[Supplied records start]
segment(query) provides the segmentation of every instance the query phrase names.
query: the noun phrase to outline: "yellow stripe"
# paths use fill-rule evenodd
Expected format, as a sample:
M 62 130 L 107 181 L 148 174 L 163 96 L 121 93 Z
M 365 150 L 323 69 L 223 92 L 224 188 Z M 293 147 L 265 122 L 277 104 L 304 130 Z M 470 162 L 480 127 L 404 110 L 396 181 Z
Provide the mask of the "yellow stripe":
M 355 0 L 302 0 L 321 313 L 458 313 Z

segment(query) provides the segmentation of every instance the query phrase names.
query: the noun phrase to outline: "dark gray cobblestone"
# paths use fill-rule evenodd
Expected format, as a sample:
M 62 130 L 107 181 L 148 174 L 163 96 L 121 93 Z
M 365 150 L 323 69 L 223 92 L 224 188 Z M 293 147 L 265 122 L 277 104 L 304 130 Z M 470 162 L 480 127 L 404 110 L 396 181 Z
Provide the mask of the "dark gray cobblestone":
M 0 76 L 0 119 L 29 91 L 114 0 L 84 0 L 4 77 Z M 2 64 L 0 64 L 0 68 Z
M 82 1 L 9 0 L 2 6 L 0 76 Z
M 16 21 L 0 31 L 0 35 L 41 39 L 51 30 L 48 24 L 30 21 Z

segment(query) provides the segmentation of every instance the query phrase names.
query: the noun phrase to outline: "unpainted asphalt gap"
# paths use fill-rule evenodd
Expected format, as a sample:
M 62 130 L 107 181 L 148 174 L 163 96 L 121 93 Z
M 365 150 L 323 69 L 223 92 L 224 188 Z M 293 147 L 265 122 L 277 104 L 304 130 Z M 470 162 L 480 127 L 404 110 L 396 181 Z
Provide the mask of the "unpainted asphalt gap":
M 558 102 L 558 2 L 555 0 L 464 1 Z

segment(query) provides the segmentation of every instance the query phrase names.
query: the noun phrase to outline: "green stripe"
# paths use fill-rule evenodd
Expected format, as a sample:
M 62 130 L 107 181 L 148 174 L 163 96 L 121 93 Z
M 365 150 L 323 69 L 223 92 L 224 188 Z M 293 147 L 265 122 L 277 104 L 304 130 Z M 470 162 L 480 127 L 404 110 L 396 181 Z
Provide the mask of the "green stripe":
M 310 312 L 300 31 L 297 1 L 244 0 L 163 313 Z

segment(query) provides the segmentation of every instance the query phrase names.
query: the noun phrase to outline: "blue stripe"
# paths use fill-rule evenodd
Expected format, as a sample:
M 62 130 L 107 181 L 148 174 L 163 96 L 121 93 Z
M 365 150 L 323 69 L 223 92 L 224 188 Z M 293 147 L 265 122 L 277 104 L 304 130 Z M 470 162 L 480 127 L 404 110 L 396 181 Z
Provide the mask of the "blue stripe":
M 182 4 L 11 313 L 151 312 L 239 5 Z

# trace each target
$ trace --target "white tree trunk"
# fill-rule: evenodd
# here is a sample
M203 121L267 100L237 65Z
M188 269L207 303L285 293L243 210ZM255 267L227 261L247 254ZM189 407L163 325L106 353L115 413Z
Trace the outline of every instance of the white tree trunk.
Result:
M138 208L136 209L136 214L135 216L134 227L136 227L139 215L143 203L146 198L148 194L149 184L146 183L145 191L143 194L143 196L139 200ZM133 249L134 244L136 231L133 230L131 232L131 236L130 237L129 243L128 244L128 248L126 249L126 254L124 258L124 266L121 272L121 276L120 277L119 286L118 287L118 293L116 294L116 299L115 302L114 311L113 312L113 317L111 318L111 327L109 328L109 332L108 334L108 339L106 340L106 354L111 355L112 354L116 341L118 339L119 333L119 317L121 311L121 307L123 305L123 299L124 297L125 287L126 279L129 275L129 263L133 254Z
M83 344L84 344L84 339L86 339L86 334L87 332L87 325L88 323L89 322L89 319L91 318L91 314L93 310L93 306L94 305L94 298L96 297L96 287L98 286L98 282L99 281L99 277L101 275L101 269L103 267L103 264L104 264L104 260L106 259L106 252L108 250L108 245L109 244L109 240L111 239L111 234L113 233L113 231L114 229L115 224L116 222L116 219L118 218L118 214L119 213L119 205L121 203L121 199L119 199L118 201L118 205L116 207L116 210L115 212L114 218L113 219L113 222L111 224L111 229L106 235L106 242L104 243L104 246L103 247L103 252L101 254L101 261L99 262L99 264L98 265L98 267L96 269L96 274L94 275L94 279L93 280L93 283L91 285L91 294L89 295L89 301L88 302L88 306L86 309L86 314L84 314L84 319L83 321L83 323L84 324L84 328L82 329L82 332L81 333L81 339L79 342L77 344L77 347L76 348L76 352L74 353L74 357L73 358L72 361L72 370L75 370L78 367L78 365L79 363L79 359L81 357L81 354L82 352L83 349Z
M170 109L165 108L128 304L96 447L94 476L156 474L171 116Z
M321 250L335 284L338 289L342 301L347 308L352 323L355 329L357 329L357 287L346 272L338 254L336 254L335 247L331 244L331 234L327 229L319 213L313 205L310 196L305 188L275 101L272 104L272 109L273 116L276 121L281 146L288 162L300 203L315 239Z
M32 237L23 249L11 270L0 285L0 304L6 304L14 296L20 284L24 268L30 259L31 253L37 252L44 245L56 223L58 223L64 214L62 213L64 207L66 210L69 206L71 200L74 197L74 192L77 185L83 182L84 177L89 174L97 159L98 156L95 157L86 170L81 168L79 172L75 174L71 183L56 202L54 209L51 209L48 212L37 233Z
[Supplied records end]
Repeat all of the entries exactly.

segment(query) provides the segmentation of every instance the query phrase names.
query: the noun phrase to outline: "yellow stripe"
# paths use fill-rule evenodd
Expected format, as a sample:
M 62 130 L 107 181 L 148 174 L 163 96 L 121 93 Z
M 365 150 L 323 69 L 223 92 L 224 188 Z M 293 147 L 265 122 L 277 104 L 304 130 Z M 470 162 L 480 127 L 404 110 L 396 181 Z
Provide the mask of the "yellow stripe":
M 355 0 L 302 0 L 321 313 L 458 313 Z

segment(query) provides the segmentation of every instance the query phrase names.
query: the noun phrase to outline: "dark gray cobblestone"
# paths use fill-rule evenodd
Expected format, as a sample:
M 62 130 L 107 181 L 148 174 L 163 96 L 121 93 Z
M 365 150 L 323 69 L 223 92 L 224 188 Z M 293 147 L 265 122 L 277 104 L 304 130 Z M 470 162 L 480 127 L 404 110 L 396 181 Z
Provide the mask of the "dark gray cobblestone":
M 0 76 L 0 119 L 29 91 L 114 0 L 84 0 L 4 77 Z M 2 64 L 0 64 L 0 68 Z
M 82 1 L 9 0 L 2 6 L 0 76 Z
M 16 21 L 0 31 L 0 35 L 41 39 L 51 30 L 48 24 L 30 21 Z

segment(query) provides the segmentation of every instance the query phrase names.
query: the noun phrase to outline: "unpainted asphalt gap"
# paths use fill-rule evenodd
Expected format, as a sample:
M 62 130 L 107 181 L 148 174 L 163 96 L 121 93 Z
M 365 150 L 323 69 L 223 92 L 224 188 Z M 293 147 L 265 122 L 277 104 L 304 130 Z M 470 162 L 480 127 L 404 110 L 396 181 Z
Provide the mask of the "unpainted asphalt gap":
M 558 102 L 558 2 L 555 0 L 464 1 Z

segment(query) provides the segmentation of every instance the query phrase names.
query: the noun phrase to outline: "green stripe"
# paths use fill-rule evenodd
Expected format, as a sample:
M 62 130 L 107 181 L 148 174 L 163 96 L 121 93 Z
M 365 150 L 323 69 L 223 92 L 224 188 Z M 293 147 L 265 122 L 277 104 L 304 130 Z M 470 162 L 480 127 L 404 110 L 396 181 Z
Provide the mask of the "green stripe":
M 310 312 L 300 31 L 297 1 L 244 0 L 163 313 Z

segment(query) provides the segmentation of every instance the query phrase names.
query: the noun phrase to outline: "blue stripe"
# paths use fill-rule evenodd
Expected format, as a sample:
M 62 130 L 107 181 L 148 174 L 163 96 L 121 93 Z
M 365 150 L 323 69 L 223 92 L 224 188 Z M 293 147 L 265 122 L 277 104 L 304 130 Z M 470 162 L 480 127 L 404 110 L 396 181 Z
Provide the mask of the "blue stripe":
M 182 4 L 11 313 L 151 312 L 239 5 Z

# trace each target
$ trace --target "white tree trunk"
# fill-rule: evenodd
# here is a sample
M203 121L267 100L237 65Z
M188 269L207 303L285 293L243 210ZM255 267L227 261L247 254ZM189 407L163 325L106 353L115 413Z
Trace the outline of every instance of the white tree trunk.
Result:
M138 208L136 209L136 214L135 216L134 227L136 227L139 215L143 203L146 198L148 194L149 184L146 183L145 191L143 194L143 196L139 200ZM133 249L134 244L136 231L133 230L131 232L131 236L130 237L129 243L128 244L128 248L126 249L126 254L124 258L124 266L121 272L121 276L120 277L119 286L118 287L118 293L116 294L116 299L115 302L114 311L113 312L113 317L111 318L111 327L109 328L109 332L108 334L108 339L106 340L106 354L111 355L112 354L116 341L118 339L119 333L119 317L121 311L121 307L123 305L123 299L124 297L125 287L126 279L129 275L129 263L133 254Z
M83 344L84 344L84 339L86 339L86 334L87 332L87 325L88 323L89 322L89 319L91 318L91 314L93 310L93 306L94 305L94 298L96 297L96 287L98 286L98 282L99 281L99 277L101 275L101 269L103 267L103 264L104 264L104 260L106 259L106 252L108 250L108 245L109 244L109 240L111 239L111 234L113 233L113 231L114 229L115 224L116 222L116 219L118 218L118 214L119 213L119 205L121 203L121 199L119 199L118 201L118 205L116 207L116 210L115 212L114 218L113 219L113 222L111 224L111 229L106 235L106 242L104 243L104 246L103 247L103 252L101 254L101 261L99 262L99 264L98 265L98 267L96 269L96 274L94 275L94 279L93 280L93 283L91 285L91 294L89 295L89 301L88 302L88 306L86 309L86 314L84 314L84 319L83 321L83 323L84 324L84 328L82 329L82 332L81 333L81 339L79 342L77 344L77 347L76 348L76 352L74 353L74 357L73 358L72 361L72 370L75 370L78 367L78 365L79 363L79 359L81 357L81 354L82 352L83 349Z
M170 109L165 108L128 304L96 447L94 476L156 474L171 116Z
M321 250L335 284L338 289L342 301L347 308L352 323L355 329L357 329L357 287L346 272L338 254L336 254L335 247L331 244L331 234L327 229L319 213L313 205L310 196L305 188L275 101L272 104L272 109L273 116L276 121L281 146L288 162L300 203L315 239Z
M32 237L23 249L11 270L0 285L0 304L6 304L14 296L20 284L24 268L30 259L31 253L37 252L44 245L56 223L58 223L64 214L62 213L64 207L66 210L69 206L71 200L74 197L74 192L77 185L83 182L84 177L89 174L97 159L98 156L95 157L86 170L81 168L79 172L75 174L71 183L56 202L54 209L51 209L48 212L37 233Z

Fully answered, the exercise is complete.